• **Saved entries**:
━━━

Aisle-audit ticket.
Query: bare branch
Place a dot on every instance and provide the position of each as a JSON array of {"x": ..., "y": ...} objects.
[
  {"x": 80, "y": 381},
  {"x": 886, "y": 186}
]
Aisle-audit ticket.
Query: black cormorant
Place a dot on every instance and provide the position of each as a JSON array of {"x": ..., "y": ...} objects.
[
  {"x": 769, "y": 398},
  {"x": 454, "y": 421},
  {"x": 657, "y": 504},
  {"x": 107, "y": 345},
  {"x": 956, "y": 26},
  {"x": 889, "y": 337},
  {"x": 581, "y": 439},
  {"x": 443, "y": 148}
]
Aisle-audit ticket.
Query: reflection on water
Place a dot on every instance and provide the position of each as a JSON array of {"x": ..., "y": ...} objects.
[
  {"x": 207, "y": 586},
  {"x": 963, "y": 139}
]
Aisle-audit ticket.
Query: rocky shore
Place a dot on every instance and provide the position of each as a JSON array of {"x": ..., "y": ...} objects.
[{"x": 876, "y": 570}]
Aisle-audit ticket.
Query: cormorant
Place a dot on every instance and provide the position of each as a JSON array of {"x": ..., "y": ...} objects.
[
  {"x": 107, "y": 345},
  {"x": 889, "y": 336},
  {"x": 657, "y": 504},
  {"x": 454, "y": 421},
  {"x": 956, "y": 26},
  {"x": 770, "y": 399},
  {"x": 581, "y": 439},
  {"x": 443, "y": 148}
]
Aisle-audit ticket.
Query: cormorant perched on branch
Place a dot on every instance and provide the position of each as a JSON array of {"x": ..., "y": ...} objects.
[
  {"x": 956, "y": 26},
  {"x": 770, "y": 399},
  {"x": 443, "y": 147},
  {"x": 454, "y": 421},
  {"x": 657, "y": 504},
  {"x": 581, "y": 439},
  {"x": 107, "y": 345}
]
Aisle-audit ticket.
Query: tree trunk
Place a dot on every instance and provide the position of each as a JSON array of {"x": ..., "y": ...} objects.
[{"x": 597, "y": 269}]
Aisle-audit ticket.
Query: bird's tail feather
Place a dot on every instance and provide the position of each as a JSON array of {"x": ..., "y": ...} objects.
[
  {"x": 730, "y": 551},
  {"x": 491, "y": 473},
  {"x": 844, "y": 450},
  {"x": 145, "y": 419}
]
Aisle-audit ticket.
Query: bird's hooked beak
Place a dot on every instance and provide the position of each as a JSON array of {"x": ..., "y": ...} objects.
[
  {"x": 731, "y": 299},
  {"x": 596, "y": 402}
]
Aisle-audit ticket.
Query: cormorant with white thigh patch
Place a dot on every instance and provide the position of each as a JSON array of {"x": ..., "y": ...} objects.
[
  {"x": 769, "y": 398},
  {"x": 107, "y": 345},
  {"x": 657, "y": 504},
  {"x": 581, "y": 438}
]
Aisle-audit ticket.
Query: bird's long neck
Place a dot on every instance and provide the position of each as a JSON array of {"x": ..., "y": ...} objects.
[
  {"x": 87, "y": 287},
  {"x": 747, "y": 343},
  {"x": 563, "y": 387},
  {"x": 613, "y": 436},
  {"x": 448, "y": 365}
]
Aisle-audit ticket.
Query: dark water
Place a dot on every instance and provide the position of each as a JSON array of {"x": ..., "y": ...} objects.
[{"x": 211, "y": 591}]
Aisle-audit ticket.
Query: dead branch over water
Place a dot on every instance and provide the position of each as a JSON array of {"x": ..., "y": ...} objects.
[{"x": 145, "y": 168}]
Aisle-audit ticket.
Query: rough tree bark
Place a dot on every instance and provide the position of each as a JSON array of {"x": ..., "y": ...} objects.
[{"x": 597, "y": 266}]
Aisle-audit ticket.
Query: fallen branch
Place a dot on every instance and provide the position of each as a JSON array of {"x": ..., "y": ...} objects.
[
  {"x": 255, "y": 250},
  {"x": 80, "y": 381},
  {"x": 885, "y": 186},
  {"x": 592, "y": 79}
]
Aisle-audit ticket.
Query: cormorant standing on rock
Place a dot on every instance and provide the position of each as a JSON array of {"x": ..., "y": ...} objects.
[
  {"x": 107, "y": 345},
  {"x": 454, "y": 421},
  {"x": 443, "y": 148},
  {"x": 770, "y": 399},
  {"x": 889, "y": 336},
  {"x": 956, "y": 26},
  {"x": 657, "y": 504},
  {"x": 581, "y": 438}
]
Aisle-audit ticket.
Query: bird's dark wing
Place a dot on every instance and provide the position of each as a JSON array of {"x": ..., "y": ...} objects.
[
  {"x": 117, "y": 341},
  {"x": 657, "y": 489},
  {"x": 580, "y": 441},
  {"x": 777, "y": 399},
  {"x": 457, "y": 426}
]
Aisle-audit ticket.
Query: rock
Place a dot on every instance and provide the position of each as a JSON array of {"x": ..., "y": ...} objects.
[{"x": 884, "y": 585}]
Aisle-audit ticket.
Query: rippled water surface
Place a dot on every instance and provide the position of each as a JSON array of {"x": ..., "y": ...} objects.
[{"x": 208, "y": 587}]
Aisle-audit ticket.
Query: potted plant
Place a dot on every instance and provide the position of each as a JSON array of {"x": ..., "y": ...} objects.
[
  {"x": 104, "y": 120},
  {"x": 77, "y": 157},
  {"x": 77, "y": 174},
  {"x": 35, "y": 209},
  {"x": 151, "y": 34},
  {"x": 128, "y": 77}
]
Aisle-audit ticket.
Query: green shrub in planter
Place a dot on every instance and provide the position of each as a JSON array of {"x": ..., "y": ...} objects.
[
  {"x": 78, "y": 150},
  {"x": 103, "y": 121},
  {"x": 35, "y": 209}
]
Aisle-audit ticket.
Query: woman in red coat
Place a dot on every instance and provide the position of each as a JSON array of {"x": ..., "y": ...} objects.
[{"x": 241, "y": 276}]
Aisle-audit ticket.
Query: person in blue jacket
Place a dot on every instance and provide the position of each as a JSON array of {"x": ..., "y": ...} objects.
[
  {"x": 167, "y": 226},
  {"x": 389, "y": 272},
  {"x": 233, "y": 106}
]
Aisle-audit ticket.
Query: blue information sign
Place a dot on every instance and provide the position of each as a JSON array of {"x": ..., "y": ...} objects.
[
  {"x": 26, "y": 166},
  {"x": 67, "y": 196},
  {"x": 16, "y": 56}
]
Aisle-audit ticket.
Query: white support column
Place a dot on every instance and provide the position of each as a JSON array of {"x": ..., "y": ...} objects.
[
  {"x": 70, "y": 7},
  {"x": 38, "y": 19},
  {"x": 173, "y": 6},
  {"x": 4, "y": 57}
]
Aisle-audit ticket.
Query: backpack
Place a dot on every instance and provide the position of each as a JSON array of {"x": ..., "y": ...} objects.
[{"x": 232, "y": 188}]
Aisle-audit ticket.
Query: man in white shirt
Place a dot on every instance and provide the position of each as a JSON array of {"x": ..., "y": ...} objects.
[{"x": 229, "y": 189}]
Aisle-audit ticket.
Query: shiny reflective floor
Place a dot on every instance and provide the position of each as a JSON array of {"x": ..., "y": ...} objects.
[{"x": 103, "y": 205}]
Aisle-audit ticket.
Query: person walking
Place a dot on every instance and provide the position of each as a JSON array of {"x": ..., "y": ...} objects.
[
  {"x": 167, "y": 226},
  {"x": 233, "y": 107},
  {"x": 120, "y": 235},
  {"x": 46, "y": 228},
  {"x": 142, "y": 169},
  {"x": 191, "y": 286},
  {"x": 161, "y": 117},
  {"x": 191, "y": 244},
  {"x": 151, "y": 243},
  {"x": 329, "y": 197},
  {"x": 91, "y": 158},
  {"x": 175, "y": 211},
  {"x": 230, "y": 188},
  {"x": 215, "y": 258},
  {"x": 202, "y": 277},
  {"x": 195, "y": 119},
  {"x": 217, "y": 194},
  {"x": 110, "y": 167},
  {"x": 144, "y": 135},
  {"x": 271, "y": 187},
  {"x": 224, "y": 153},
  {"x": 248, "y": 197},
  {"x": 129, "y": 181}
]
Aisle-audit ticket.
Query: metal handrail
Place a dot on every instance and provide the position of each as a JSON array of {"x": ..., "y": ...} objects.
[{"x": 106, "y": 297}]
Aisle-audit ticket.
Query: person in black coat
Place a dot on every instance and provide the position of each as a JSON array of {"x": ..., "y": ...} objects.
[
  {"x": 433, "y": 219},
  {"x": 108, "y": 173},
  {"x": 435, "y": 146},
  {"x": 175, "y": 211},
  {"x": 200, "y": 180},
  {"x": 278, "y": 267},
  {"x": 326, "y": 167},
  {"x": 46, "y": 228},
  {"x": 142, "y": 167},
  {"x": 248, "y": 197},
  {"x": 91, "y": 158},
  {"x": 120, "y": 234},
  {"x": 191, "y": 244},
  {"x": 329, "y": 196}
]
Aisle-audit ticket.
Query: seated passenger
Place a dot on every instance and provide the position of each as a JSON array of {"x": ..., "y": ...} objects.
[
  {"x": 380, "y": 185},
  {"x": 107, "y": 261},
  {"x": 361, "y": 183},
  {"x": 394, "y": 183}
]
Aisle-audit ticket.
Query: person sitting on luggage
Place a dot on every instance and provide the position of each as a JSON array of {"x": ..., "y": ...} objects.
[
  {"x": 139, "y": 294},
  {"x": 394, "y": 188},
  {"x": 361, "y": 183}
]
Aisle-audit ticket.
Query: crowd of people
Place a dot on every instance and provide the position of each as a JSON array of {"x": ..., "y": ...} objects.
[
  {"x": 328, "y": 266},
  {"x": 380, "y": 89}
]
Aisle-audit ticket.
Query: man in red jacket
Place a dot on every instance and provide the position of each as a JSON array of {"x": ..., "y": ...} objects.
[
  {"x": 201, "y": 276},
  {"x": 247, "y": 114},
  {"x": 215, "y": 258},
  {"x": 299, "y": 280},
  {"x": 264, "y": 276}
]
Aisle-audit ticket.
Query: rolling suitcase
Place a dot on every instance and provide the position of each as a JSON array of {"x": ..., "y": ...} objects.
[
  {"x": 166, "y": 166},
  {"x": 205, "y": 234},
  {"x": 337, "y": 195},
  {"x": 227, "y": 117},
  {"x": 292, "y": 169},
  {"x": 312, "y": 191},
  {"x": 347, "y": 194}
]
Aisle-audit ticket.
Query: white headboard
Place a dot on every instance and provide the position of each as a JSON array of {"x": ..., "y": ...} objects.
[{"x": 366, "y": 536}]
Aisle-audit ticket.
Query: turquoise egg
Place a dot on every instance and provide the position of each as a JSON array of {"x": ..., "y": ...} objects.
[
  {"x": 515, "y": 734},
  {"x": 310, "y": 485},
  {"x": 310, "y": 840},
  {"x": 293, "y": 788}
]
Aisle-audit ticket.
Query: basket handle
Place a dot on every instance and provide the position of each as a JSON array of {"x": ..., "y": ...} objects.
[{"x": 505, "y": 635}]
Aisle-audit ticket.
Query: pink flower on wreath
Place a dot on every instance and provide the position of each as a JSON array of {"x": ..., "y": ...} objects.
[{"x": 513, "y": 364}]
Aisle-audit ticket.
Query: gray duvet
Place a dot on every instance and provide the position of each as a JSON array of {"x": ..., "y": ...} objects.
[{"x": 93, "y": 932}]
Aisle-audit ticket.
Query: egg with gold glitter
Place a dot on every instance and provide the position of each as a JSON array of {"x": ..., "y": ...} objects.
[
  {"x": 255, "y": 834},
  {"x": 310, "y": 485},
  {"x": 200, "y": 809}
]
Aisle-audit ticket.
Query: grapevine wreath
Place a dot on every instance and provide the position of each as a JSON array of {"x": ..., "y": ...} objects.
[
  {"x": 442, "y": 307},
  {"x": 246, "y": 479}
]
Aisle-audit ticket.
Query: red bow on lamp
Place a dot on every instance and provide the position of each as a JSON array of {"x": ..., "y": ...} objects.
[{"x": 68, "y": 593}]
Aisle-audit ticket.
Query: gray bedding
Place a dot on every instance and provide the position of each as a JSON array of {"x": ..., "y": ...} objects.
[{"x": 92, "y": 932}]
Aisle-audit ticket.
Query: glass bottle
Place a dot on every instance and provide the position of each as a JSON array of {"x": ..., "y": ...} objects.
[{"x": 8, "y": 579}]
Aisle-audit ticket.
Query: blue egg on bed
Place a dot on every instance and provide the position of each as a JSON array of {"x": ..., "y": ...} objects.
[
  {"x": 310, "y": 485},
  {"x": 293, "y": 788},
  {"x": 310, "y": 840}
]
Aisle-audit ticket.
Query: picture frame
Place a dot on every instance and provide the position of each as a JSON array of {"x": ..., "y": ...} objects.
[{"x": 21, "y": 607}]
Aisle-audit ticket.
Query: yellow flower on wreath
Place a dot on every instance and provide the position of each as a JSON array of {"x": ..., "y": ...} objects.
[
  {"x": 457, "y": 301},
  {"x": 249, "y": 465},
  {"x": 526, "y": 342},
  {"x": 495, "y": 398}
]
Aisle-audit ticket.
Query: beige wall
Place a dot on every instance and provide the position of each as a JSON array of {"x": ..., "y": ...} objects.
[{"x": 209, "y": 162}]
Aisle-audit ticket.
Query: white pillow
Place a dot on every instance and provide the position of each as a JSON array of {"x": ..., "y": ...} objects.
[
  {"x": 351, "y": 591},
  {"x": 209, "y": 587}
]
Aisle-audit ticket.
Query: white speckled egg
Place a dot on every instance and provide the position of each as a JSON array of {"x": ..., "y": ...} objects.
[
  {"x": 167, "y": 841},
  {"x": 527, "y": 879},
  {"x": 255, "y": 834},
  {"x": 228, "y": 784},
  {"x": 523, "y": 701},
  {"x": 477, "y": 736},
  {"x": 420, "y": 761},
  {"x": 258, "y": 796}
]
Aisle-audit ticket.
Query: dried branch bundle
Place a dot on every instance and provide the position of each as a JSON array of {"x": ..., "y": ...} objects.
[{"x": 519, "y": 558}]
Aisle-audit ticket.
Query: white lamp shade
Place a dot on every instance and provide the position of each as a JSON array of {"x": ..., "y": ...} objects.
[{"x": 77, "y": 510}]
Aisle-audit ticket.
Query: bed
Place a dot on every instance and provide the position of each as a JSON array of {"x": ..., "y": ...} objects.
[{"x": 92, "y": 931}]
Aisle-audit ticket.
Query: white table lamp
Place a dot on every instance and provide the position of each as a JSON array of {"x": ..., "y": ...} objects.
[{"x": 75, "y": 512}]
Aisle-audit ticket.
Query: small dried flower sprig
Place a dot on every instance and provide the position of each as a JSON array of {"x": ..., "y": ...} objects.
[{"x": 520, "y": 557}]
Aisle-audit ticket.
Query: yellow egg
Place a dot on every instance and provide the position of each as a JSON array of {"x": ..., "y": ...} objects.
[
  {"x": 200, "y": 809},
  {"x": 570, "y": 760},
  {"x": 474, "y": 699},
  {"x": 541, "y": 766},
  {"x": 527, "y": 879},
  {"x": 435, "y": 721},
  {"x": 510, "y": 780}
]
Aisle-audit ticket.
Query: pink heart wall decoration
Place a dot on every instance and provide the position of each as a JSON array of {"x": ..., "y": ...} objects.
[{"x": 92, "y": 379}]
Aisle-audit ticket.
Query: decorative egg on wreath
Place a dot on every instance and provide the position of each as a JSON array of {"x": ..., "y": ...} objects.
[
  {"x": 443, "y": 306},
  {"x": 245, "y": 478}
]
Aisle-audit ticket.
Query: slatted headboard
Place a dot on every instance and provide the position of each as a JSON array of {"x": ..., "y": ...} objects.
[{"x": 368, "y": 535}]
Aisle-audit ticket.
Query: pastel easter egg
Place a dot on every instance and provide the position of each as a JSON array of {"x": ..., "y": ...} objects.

━━━

Each line of the records that contains the string "black" must be copied.

• **TASK RESPONSE**:
Query: black cormorant
Query: person in black coat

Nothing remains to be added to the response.